Using the material that follows, output exactly the lines from the one containing "Target: coastline" through the one containing "Every instance of the rock", with both ends kept.

### Raw data
..........

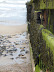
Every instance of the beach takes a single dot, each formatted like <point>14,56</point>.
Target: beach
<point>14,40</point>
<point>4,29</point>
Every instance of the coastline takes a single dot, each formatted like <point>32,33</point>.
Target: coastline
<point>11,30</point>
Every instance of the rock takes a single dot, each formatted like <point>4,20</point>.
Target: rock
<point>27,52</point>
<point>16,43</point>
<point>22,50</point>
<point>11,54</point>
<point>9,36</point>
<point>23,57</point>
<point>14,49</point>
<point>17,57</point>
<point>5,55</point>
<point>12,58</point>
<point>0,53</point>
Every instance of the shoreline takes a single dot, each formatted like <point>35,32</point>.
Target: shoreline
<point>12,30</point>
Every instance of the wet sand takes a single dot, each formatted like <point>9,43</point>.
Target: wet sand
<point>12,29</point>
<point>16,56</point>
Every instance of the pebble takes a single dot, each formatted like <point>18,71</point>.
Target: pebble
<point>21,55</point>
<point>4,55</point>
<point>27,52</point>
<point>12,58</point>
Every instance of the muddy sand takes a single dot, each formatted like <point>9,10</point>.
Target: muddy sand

..........

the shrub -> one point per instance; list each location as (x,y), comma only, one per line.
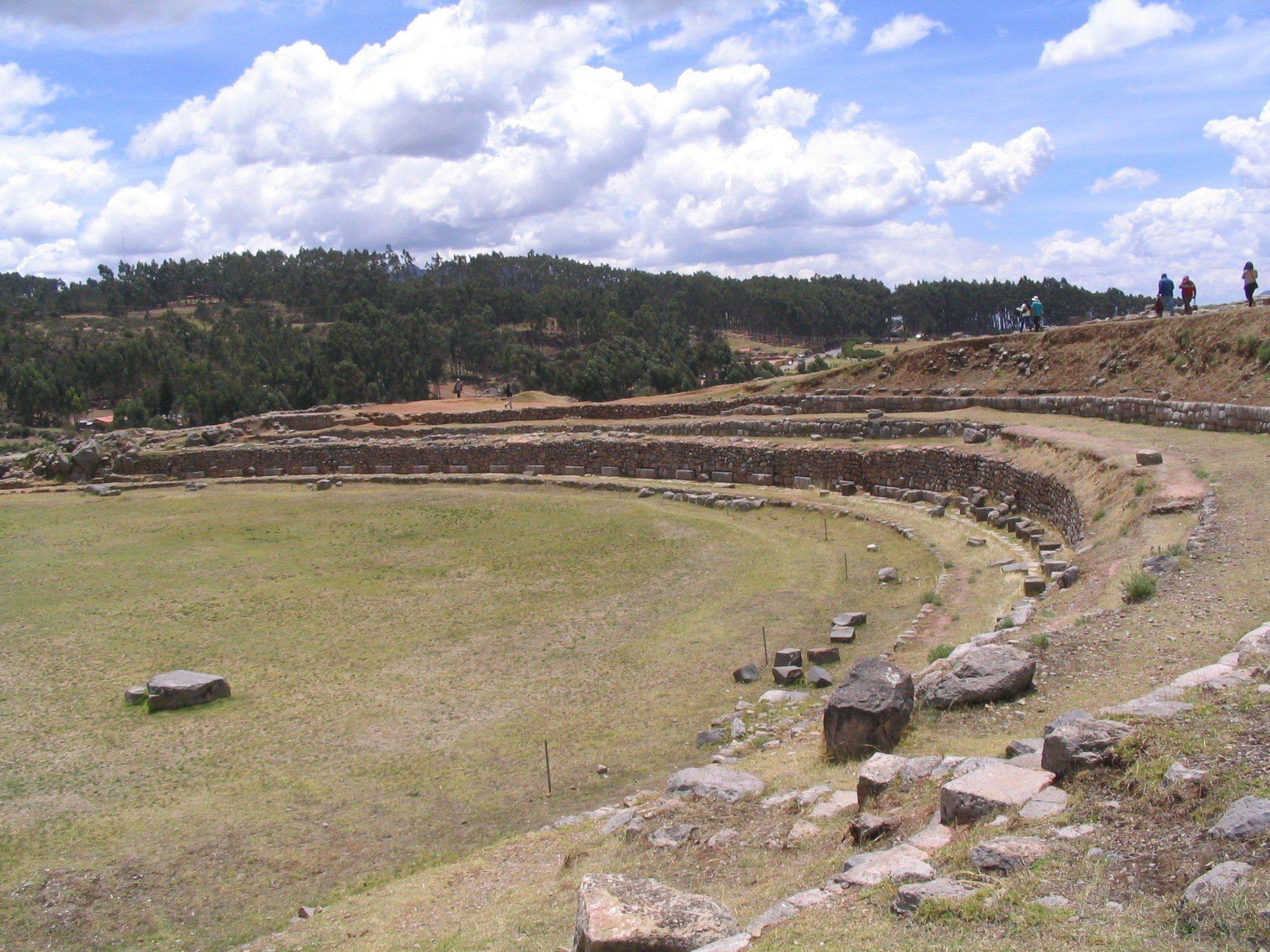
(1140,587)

..........

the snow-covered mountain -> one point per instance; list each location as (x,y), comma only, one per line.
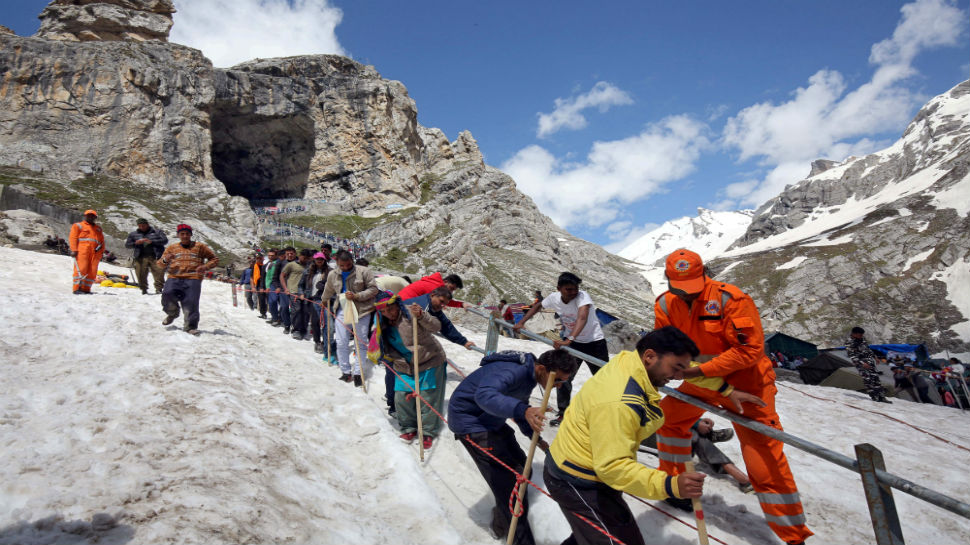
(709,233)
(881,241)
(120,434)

..........

### Solution
Target: coastline
<point>11,30</point>
Every instance of the rock takes a single dot, each formatted like <point>4,20</point>.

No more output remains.